Peter CoyneDear Reader,

"To the politicians in D.C. and financiers in New York Saudi Arabia is an island of stability in a sea of chaos," writes John Robb, author of Brave New War and proprietor of the blog Global Guerrillas.

To them, Saudi Arabia is "a reliable ally, willing to keep the oil flowing, year in and year out. A place that's not vulnerable to the instability that routinely guts the countries around it.

"Of course, that line of thinking is utterly misguided. The opposite is true."

Why that matters to your investments is the topic at hand.

We left you on Saturday with Ron Paul's parting thoughts on Yemen and the possibility of what he calls the "Big War."

The threat to market stability, explained Dr. Paul, isn't that Yemen descending into civil war. It made that plunge long ago. The danger is that the fighting spills over the border and engulfs the region.

Today, that danger is still present and growing. "Shia fighters threaten to undertake suicide operations in [Saudi Arabia] if Saudi-led airstrikes in Yemen continue," reports Al-Jazeera.

(If you've been living under a rock for the past week, our sister publication, The 5 Min. Forecast, concisely outlined the players involved in the skirmish on Thursday, right here. The 5, as we affectionately it, is a free daily supplement we reserve for paid-up subscribers to anyone of our newsletters. Consider that link above a free preview.)

*Requirement 1*:
Using the newsletter excerpt, decide whether each statement agrees with it. Answer yes or no for each, and quote the exact words that decide it.
(a) John Robb wrote the book Brave New War.
(b) According to Al-Jazeera, Shia fighters threaten suicide operations in Saudi Arabia if Saudi-led airstrikes in Yemen continue.
(c) The 5 Min. Forecast is offered to readers who don't subscribe to any of the newsletters.
*Requirement 2*:
In the newsletter excerpt, what is the name of the blog that John Robb runs?
*Requirement 3*:
Reproduce the part of the newsletter excerpt starting with "We left you" and going on through "a free preview.)".

*Given entries*:
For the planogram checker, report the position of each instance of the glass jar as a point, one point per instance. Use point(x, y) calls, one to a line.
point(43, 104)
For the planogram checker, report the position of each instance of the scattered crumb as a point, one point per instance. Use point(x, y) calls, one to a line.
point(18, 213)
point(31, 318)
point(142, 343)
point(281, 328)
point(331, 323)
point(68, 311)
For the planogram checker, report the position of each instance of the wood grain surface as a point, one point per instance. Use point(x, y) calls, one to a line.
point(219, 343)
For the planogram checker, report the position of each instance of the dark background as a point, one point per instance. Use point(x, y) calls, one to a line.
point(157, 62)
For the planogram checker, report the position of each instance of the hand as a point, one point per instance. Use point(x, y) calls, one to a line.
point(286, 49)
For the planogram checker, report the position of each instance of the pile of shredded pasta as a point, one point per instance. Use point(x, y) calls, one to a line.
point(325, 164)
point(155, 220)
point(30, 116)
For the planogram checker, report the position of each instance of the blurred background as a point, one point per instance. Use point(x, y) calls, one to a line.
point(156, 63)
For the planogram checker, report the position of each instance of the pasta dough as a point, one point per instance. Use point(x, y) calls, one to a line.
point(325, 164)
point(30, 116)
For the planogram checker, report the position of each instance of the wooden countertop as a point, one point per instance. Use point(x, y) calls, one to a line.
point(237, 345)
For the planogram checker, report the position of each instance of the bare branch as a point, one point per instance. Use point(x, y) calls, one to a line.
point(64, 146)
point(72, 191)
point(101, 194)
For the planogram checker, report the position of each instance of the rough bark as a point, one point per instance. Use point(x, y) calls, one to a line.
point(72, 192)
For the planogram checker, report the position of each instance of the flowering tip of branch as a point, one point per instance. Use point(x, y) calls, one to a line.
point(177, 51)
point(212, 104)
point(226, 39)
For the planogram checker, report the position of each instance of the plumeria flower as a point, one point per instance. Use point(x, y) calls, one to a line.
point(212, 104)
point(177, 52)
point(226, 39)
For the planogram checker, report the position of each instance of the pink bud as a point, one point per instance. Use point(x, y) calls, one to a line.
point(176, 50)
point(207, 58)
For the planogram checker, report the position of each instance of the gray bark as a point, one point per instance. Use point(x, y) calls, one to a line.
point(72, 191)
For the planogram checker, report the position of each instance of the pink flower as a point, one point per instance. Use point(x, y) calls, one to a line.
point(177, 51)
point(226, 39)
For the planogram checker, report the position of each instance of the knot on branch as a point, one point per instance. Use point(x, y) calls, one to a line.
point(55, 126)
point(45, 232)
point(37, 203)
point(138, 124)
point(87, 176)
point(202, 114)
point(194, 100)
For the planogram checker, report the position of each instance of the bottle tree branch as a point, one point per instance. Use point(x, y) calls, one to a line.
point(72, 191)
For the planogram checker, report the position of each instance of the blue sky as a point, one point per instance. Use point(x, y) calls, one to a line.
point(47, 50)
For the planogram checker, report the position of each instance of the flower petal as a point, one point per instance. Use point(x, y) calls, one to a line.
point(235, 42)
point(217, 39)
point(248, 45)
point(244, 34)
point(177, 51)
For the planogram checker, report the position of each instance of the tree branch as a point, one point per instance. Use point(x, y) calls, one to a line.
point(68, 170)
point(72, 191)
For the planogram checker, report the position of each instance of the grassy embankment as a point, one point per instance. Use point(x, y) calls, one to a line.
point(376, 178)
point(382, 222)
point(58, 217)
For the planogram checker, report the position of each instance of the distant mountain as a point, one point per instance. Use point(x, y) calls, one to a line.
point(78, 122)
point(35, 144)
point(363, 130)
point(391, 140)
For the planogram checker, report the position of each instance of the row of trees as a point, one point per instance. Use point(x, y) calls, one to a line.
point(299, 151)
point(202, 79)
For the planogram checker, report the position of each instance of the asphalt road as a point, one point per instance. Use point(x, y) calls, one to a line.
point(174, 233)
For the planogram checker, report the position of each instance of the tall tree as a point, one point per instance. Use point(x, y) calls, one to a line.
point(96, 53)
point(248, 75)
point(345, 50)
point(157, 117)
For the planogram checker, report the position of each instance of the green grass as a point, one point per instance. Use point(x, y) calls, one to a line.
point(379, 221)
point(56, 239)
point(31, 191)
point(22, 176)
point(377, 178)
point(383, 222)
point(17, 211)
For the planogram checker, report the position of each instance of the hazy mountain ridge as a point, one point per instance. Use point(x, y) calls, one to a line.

*Response box 1*:
(a) Yes: "writes John Robb, author of Brave New War"
(b) Yes: "Shia fighters threaten to undertake suicide operations in [Saudi Arabia] if Saudi-led airstrikes in Yemen continue," reports Al-Jazeera.
(c) No: "is a free daily supplement we reserve for paid-up subscribers to anyone of our newsletters"

*Response box 2*:
Global Guerrillas.

*Response box 3*:
We left you on Saturday with Ron Paul's parting thoughts on Yemen and the possibility of what he calls the "Big War."

The threat to market stability, explained Dr. Paul, isn't that Yemen descending into civil war. It made that plunge long ago. The danger is that the fighting spills over the border and engulfs the region.

Today, that danger is still present and growing. "Shia fighters threaten to undertake suicide operations in [Saudi Arabia] if Saudi-led airstrikes in Yemen continue," reports Al-Jazeera.

(If you've been living under a rock for the past week, our sister publication, The 5 Min. Forecast, concisely outlined the players involved in the skirmish on Thursday, right here. The 5, as we affectionately it, is a free daily supplement we reserve for paid-up subscribers to anyone of our newsletters. Consider that link above a free preview.)